=== THE TASK ===
Can you retype only the lines from the one with "find wood chip" through the final line of the material, exactly as given?
## BEGIN RECORDED DATA
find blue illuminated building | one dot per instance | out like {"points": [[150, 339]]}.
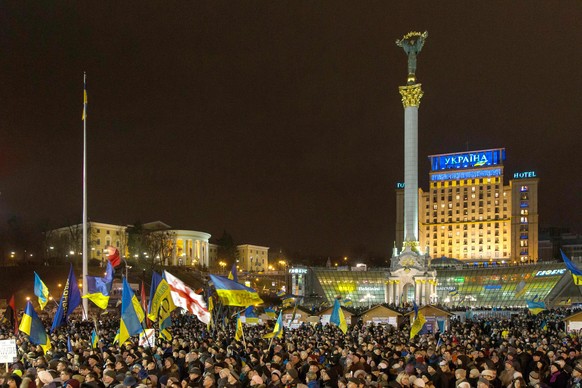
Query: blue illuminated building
{"points": [[469, 213]]}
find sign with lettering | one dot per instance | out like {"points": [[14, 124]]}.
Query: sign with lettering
{"points": [[8, 352], [551, 272], [525, 175], [298, 270], [459, 175], [464, 160], [446, 288]]}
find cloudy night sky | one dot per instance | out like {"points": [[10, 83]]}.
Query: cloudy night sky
{"points": [[278, 121]]}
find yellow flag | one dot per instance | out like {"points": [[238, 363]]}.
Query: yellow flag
{"points": [[417, 325]]}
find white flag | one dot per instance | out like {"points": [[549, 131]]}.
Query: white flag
{"points": [[184, 297]]}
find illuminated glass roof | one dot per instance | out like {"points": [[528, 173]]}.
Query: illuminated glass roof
{"points": [[498, 286], [364, 288], [492, 286]]}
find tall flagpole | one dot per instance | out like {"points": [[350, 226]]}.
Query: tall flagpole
{"points": [[85, 300]]}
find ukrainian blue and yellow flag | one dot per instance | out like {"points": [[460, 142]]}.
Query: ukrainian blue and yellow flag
{"points": [[132, 314], [535, 306], [251, 316], [40, 290], [278, 329], [94, 339], [98, 288], [238, 335], [70, 300], [338, 318], [32, 325], [232, 293], [165, 334], [271, 313], [232, 275], [287, 301], [419, 322]]}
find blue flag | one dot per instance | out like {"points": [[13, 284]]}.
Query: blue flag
{"points": [[32, 325], [132, 314], [70, 299], [232, 275], [337, 317], [40, 290], [98, 288]]}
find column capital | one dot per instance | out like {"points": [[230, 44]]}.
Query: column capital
{"points": [[411, 95]]}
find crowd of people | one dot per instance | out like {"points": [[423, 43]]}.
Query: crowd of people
{"points": [[525, 351]]}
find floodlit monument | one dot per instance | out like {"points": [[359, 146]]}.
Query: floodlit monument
{"points": [[410, 276]]}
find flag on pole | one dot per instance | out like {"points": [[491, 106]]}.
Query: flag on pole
{"points": [[32, 325], [132, 314], [70, 300], [278, 329], [520, 289], [287, 301], [232, 293], [419, 321], [232, 275], [144, 303], [98, 288], [239, 332], [40, 290], [94, 339], [184, 297], [161, 305], [338, 318], [113, 256], [84, 99], [10, 315]]}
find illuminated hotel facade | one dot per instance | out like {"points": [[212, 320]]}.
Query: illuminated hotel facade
{"points": [[469, 214]]}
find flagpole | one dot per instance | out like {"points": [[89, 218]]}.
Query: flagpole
{"points": [[85, 300]]}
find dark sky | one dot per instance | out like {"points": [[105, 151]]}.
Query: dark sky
{"points": [[278, 121]]}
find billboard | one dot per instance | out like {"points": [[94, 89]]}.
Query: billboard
{"points": [[467, 160]]}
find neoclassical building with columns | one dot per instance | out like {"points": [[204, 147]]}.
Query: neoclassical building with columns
{"points": [[186, 247]]}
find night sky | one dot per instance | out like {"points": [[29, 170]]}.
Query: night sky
{"points": [[279, 122]]}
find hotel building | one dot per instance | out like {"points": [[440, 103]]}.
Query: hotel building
{"points": [[469, 214]]}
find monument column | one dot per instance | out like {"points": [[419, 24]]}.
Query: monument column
{"points": [[411, 93]]}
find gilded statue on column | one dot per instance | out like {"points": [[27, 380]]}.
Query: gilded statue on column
{"points": [[412, 44]]}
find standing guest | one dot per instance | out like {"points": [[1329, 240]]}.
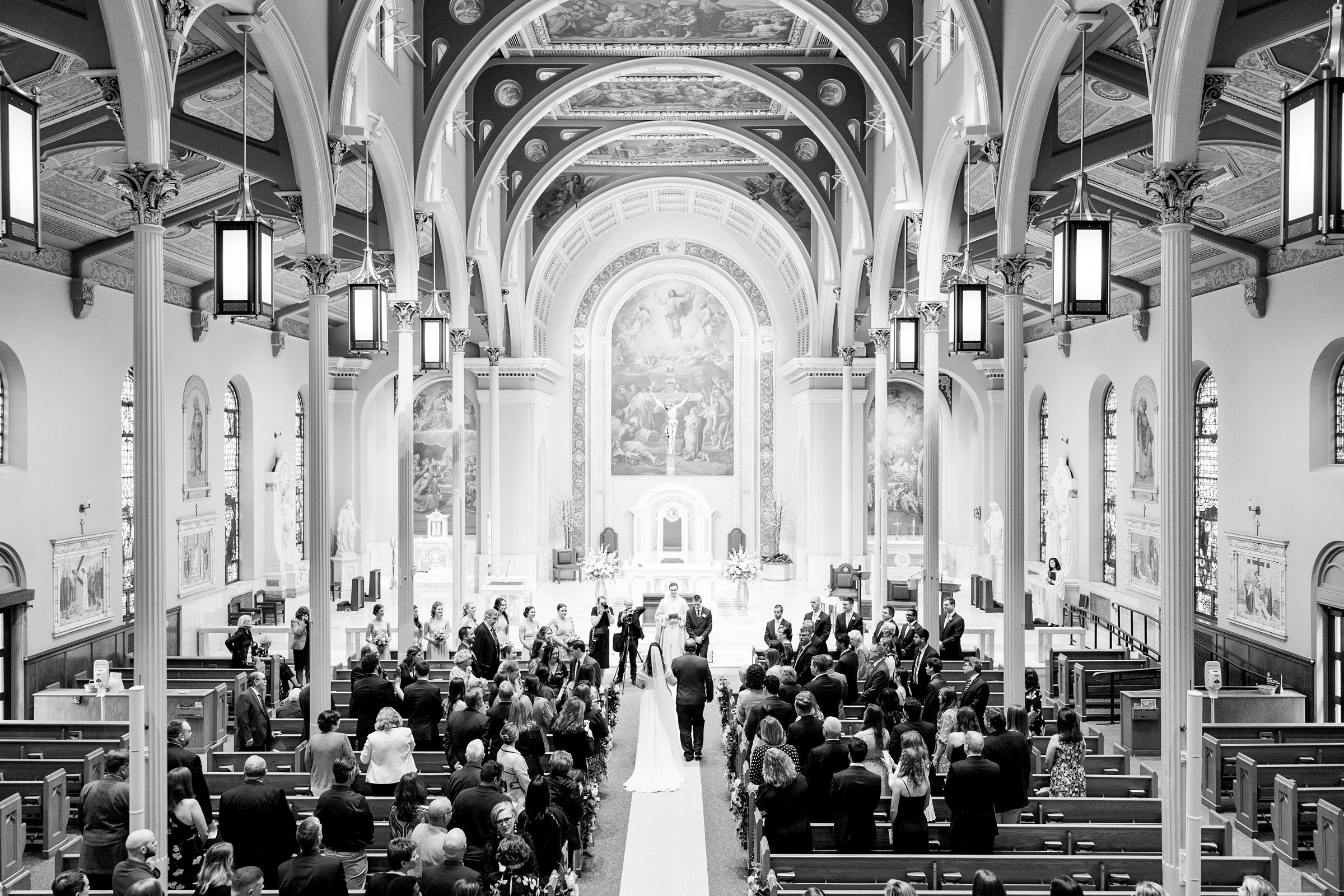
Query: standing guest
{"points": [[388, 754], [1009, 750], [912, 794], [347, 824], [105, 821], [311, 874], [424, 704], [410, 805], [784, 802], [140, 848], [240, 644], [444, 878], [252, 725], [187, 832], [431, 836], [217, 871], [324, 749], [969, 793], [256, 819], [820, 766], [178, 757], [299, 642], [854, 797], [807, 732], [402, 861], [1065, 757], [368, 698]]}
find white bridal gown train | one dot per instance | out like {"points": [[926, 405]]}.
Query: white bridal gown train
{"points": [[657, 757]]}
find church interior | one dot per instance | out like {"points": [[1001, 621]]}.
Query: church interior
{"points": [[971, 316]]}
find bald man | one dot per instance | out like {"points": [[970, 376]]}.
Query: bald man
{"points": [[437, 880]]}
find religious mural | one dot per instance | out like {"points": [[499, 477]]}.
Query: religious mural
{"points": [[904, 457], [433, 473], [673, 383]]}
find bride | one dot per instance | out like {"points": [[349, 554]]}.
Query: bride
{"points": [[657, 757]]}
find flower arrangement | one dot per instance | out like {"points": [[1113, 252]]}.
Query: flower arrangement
{"points": [[600, 564], [741, 567]]}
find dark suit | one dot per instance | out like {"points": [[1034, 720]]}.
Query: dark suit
{"points": [[183, 758], [424, 706], [969, 792], [699, 624], [949, 638], [1012, 754], [256, 819], [694, 689], [312, 876], [819, 767], [854, 797]]}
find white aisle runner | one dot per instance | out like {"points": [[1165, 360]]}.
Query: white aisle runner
{"points": [[664, 843]]}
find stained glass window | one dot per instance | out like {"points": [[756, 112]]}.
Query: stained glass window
{"points": [[1109, 469], [1043, 449], [233, 468], [300, 453], [128, 494], [1206, 494]]}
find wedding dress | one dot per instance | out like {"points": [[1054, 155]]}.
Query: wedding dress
{"points": [[657, 757]]}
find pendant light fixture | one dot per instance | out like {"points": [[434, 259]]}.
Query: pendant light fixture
{"points": [[245, 258], [1082, 238], [21, 206], [367, 292], [969, 296], [1314, 148]]}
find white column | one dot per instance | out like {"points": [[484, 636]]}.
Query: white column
{"points": [[932, 316], [494, 354], [148, 189], [405, 309], [1014, 269], [318, 272], [847, 354], [1177, 190]]}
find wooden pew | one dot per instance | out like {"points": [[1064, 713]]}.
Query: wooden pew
{"points": [[1254, 787], [1220, 762]]}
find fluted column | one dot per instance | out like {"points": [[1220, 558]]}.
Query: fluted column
{"points": [[1177, 190], [405, 309], [318, 272], [148, 189], [932, 316], [1014, 269], [882, 344], [847, 354]]}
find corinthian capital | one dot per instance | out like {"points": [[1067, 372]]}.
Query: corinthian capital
{"points": [[1177, 189], [148, 190]]}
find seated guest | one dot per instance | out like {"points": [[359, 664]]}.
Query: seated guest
{"points": [[784, 802], [347, 824], [854, 797], [388, 753], [969, 793], [311, 874], [441, 879], [402, 861]]}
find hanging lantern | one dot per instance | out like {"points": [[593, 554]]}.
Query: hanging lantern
{"points": [[367, 308], [1314, 151], [19, 155]]}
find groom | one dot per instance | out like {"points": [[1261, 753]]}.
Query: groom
{"points": [[694, 689]]}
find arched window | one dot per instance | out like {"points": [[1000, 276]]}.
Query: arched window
{"points": [[1109, 469], [233, 469], [300, 453], [1043, 479], [1206, 494], [128, 494]]}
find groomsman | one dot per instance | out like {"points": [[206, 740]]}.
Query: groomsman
{"points": [[699, 624]]}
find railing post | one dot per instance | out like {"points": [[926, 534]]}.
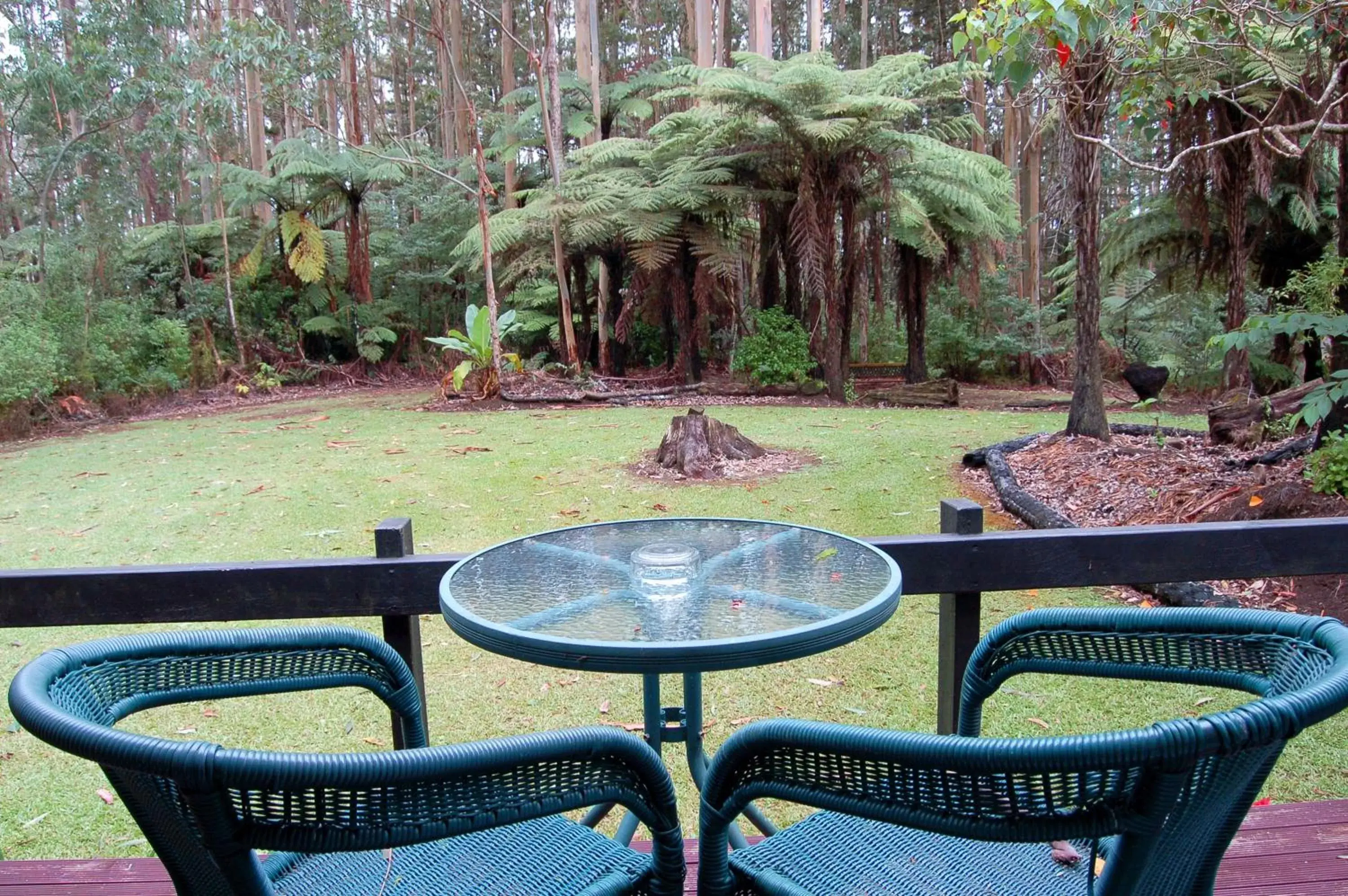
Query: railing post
{"points": [[959, 634], [394, 538]]}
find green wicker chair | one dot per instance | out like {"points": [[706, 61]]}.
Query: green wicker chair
{"points": [[914, 814], [467, 820]]}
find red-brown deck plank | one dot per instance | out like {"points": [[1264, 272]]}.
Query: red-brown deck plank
{"points": [[1293, 849]]}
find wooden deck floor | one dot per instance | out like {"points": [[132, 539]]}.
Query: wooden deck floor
{"points": [[1296, 849]]}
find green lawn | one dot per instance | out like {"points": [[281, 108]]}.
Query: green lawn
{"points": [[313, 479]]}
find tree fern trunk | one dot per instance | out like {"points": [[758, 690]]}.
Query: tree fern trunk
{"points": [[1086, 111]]}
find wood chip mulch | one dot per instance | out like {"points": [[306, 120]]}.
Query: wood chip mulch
{"points": [[1144, 481], [1138, 480]]}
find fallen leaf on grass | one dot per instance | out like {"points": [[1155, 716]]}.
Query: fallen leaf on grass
{"points": [[626, 727]]}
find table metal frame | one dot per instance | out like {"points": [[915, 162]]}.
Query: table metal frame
{"points": [[652, 659]]}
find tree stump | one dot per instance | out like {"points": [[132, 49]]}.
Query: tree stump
{"points": [[931, 394], [697, 445], [1238, 420]]}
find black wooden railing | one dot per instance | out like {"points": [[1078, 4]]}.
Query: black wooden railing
{"points": [[959, 565]]}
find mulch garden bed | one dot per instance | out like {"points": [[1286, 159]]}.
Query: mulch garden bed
## END RECORDED DATA
=== RESPONSE TO THE EXERCISE ===
find wood chip mulch | one dot per instance | out like {"points": [[306, 120]]}.
Query: wood chip mulch
{"points": [[1144, 481], [1138, 480]]}
find fallen leaf on grass | one dot per instance | out like {"points": [[1155, 716]]}.
Query: fallen leaf on grass
{"points": [[626, 727]]}
find table metal frame | one dot per instance | out like {"points": [[915, 162]]}.
Query: table metal frame
{"points": [[652, 659]]}
find tree stump | one dot per instance | out like {"points": [[132, 49]]}.
Query: tree stump
{"points": [[931, 394], [697, 445], [1238, 420]]}
find black wooden railing | one dot per instance | out like {"points": [[1078, 4]]}.
Query: black wooden railing
{"points": [[959, 565]]}
find mulch garden bed | one dot per instance | out like {"points": [[1286, 159]]}.
Query: mulch garden bed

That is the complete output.